#### ESTRATTO
----------
PordenoneLegge #3. Storie di uomini per raccontare l’assoluto. Cristicchi e il Secondo figlio di Dio.

Cant-attore. Si definisce così ormai, Simone Cristicchi, che alla carriera di cantante affianca ormai da tempo quella di protagonista di fortunati spettacoli teatrali in giro per la penisola. Associati, quando non tratti, da sue precedenti pubblicazioni. È ancora questo il caso: lo spettacolo con il quale sta calcando i palcoscenici dell’ultima stagione teatrale e di quella che sta inziando, Il secondo figlio di Dio, è anch’essa una rielaborazione del suo ultimo romanzo, presentato nella prima giornata di Pordenonelegge. Romanzo, ma non per questo esclusivamente opera di fantasia.

Tutti i suoi lavori, rivendica il cantautore romano, muovono infatti dall’esigenza di raccontare una storia. Possibilmente dimenticata, segreta, nascosta. Dalla voglia di dare voce a chi non ce l’ha.
È accaduto con chi viveva dentro i manicomi prima della legge Basaglia (da lì nacquero il brano Ti regalerò una rosa, con cui vinse il festival di Sanremo 2007, e un documentario), con i minatori del paesino toscano di Santa Fiora, il cui coro gli fece compagnia su molti palchi della penisola, intonando canti da osteria «per chiamare la vita a sè». È accaduto anche con la vicenda dell’esodo del popolo giuliano dalmata, quel nome che al simone ragazzino sembrava quello di un patriota o di un letterato e invece apparteneva «ad un popolo maltrattato dalla storia». Storie di collettività, che Cristicchi ha sempre voluto raccontare facendosene parte, portando la storia dei molti ad un uno, un singolo, una vita necessaria. «Quando parti da una storia e la rendi portabile, la rendi immortale». E allora quale miglior modo di dare una misura dell’esodo istriano se non partendo da un oggetto di quei muri di masserizie. Osservarlo. Leggere il marchio dell’esodo che porta inciso. Nome, numero di colli, città di provenienza. E ricostruire quel frammento di storia nel suo valore universale.
----------
#### DATI
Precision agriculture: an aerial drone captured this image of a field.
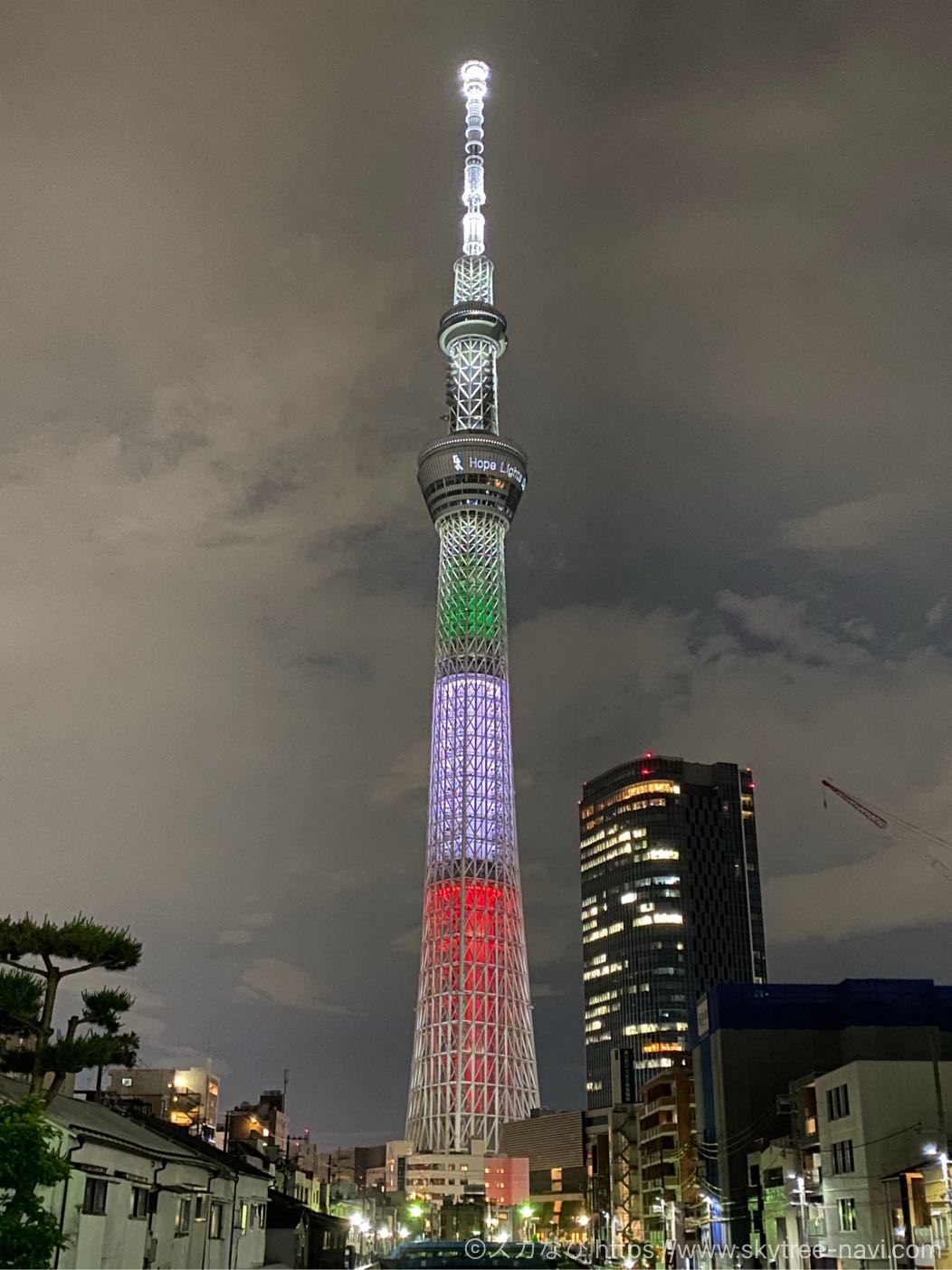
----------
Riscrivi il passo dell'estratto che si apre con le parole contenenti "PordenoneLegge #3. Storie" e si chiude con "opera di fantasia.", mettendo "teatri" al posto di "palcoscenici". Il materiale riportato sopra è a sé stante e non fa parte dell'estratto.

#### SVOLGIMENTO
PordenoneLegge #3. Storie di uomini per raccontare l’assoluto. Cristicchi e il Secondo figlio di Dio.

Cant-attore. Si definisce così ormai, Simone Cristicchi, che alla carriera di cantante affianca ormai da tempo quella di protagonista di fortunati spettacoli teatrali in giro per la penisola. Associati, quando non tratti, da sue precedenti pubblicazioni. È ancora questo il caso: lo spettacolo con il quale sta calcando i teatri dell’ultima stagione teatrale e di quella che sta inziando, Il secondo figlio di Dio, è anch’essa una rielaborazione del suo ultimo romanzo, presentato nella prima giornata di Pordenonelegge. Romanzo, ma non per questo esclusivamente opera di fantasia.